**TASK ITEM**
Render as a JSON list of strings, one string per line, the lines of the material below from the line that contains "For every <instance>" through the line that contains "positive clicks: (213, 296)". Omit any blank lines.

(DATA IN THIS EXERCISE begins)

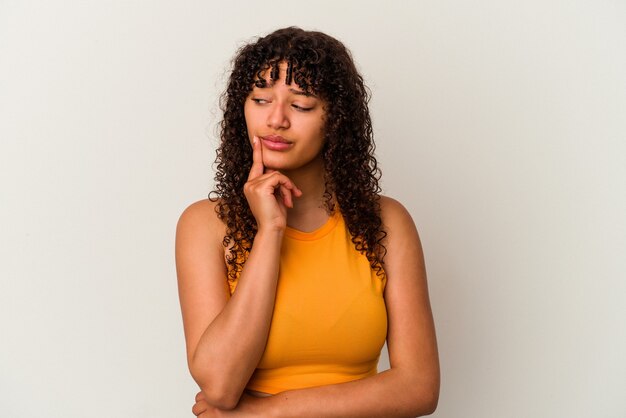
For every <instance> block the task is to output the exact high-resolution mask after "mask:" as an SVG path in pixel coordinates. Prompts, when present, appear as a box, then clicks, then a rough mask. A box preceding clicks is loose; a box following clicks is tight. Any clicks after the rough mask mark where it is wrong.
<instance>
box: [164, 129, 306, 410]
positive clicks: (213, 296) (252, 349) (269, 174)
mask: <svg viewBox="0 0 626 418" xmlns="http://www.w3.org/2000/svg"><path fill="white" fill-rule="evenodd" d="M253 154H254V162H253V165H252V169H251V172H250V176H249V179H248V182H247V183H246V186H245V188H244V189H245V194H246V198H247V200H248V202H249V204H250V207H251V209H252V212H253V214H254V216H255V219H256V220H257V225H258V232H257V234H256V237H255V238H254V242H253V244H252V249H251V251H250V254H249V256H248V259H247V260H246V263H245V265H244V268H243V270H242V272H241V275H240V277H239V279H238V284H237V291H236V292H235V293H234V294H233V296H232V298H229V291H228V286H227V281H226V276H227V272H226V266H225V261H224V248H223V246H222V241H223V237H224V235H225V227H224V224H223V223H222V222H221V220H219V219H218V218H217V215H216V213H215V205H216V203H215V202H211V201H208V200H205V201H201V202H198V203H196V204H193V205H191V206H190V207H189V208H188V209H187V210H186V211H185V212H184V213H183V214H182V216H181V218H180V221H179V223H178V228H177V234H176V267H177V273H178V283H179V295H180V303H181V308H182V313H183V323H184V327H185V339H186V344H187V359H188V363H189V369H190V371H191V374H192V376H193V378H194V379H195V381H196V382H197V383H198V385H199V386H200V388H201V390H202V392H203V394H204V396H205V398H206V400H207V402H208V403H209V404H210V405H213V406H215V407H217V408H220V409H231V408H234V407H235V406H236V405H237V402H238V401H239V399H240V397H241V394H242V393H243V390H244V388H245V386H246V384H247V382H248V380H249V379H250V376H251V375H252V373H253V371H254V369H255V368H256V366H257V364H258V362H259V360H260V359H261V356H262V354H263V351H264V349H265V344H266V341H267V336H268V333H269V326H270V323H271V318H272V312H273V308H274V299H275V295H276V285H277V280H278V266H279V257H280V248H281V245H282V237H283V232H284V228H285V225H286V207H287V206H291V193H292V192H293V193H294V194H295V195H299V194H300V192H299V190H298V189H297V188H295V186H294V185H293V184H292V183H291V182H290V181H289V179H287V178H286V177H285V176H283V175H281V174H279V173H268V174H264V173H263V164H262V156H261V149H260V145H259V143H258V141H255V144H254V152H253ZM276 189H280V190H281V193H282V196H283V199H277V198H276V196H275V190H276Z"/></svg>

(DATA IN THIS EXERCISE ends)
(DATA IN THIS EXERCISE begins)

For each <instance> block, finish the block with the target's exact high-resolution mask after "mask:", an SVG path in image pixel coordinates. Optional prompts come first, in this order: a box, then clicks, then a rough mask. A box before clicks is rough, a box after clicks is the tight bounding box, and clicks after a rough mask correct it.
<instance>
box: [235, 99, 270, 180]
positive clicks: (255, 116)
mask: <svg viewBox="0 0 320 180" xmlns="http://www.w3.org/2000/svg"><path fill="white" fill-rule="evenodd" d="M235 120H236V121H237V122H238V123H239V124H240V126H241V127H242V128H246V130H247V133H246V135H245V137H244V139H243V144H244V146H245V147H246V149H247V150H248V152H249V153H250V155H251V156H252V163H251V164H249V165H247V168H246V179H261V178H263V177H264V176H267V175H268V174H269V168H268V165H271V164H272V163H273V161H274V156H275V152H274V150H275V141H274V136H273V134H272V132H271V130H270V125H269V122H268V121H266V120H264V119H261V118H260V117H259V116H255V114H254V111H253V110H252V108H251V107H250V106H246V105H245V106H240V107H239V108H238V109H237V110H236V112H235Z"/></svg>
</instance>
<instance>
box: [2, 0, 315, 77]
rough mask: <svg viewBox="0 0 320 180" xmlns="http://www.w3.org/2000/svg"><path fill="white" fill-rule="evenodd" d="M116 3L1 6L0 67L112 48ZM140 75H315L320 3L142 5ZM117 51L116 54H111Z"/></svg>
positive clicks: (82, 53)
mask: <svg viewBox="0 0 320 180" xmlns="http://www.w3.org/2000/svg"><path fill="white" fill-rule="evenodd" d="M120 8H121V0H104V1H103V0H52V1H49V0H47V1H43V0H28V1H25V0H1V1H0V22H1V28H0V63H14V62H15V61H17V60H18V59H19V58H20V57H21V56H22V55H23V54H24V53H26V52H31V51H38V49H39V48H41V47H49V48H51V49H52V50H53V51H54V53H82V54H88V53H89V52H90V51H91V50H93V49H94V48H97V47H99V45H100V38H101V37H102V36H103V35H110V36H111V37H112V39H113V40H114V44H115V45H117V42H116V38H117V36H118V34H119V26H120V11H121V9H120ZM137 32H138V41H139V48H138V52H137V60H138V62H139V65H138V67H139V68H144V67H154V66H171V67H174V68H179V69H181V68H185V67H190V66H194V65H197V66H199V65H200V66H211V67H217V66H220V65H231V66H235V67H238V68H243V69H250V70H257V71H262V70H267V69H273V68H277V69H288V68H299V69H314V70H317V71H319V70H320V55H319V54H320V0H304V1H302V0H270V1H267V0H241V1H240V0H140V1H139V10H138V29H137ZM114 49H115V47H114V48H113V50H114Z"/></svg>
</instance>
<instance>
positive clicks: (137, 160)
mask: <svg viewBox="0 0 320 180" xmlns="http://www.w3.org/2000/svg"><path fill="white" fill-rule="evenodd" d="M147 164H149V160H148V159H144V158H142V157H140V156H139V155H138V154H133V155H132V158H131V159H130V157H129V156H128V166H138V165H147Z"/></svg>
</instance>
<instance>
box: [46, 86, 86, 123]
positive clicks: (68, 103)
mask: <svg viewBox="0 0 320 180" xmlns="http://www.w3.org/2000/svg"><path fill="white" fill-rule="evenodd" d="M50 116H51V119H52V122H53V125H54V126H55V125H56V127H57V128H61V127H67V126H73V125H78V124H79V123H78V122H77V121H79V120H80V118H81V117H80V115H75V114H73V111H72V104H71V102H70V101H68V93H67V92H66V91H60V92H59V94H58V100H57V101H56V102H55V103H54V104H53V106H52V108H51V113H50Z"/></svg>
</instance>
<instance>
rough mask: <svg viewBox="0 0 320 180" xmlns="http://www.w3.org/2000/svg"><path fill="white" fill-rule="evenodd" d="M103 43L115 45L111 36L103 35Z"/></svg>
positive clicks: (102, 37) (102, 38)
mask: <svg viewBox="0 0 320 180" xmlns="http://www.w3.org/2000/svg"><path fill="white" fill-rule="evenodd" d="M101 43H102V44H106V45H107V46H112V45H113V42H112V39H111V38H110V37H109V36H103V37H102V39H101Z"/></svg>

(DATA IN THIS EXERCISE ends)
(DATA IN THIS EXERCISE begins)

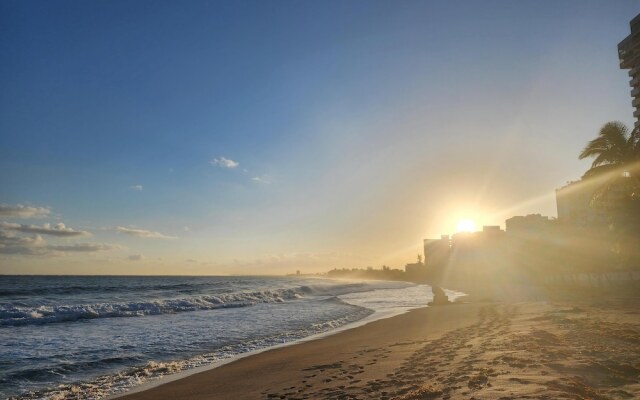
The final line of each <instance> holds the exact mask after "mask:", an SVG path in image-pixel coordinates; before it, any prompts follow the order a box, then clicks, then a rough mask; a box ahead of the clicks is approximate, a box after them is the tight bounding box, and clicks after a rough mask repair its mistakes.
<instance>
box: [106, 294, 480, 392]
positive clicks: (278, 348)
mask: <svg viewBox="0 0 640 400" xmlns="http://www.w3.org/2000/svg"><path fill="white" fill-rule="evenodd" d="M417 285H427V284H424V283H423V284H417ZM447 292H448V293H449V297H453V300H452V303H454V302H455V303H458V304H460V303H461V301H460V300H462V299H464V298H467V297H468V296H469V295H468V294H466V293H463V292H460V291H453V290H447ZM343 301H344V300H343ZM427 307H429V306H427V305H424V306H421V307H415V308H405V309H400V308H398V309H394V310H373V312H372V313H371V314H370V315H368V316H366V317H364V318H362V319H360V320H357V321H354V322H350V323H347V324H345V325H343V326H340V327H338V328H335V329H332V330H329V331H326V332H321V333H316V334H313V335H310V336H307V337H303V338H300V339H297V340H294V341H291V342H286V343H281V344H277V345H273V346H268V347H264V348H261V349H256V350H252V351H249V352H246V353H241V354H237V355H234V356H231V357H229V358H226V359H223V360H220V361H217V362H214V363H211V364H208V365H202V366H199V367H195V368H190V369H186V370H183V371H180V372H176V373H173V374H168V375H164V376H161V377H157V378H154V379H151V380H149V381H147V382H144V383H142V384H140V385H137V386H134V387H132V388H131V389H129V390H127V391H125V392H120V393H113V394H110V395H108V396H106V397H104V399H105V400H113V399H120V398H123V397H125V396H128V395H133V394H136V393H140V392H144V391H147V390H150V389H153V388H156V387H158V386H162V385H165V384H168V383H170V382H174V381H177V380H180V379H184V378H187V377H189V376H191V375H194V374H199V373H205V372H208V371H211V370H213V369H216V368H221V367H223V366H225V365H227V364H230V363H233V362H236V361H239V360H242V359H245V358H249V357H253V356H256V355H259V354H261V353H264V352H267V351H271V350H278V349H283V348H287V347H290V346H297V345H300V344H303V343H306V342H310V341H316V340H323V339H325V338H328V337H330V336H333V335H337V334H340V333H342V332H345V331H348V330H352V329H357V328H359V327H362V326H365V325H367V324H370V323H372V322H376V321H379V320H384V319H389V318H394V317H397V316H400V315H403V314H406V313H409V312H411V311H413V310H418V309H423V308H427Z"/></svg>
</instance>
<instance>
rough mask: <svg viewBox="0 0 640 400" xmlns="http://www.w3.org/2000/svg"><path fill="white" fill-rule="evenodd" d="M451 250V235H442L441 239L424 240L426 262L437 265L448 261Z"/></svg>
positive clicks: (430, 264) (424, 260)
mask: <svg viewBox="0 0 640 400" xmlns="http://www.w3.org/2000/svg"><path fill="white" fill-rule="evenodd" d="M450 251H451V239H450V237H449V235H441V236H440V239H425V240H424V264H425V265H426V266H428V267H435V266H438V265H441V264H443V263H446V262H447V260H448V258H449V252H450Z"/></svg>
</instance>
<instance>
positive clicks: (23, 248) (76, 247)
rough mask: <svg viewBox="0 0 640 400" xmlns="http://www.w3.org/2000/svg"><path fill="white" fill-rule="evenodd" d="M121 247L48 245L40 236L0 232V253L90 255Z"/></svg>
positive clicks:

(DATA IN THIS EXERCISE ends)

**TASK ANSWER**
[
  "For every <instance> block the task is to output the exact high-resolution mask after \"mask:\" as an SVG path in pixel coordinates. Prompts, when present, appear as a box, then clicks, then a rough mask. A box preceding clicks is loose; a box following clicks is tight. Any clicks after the rough mask mark where it is wrong.",
  "<instance>",
  "box: [164, 129, 306, 410]",
  "positive clicks: (213, 296) (252, 349) (269, 174)"
]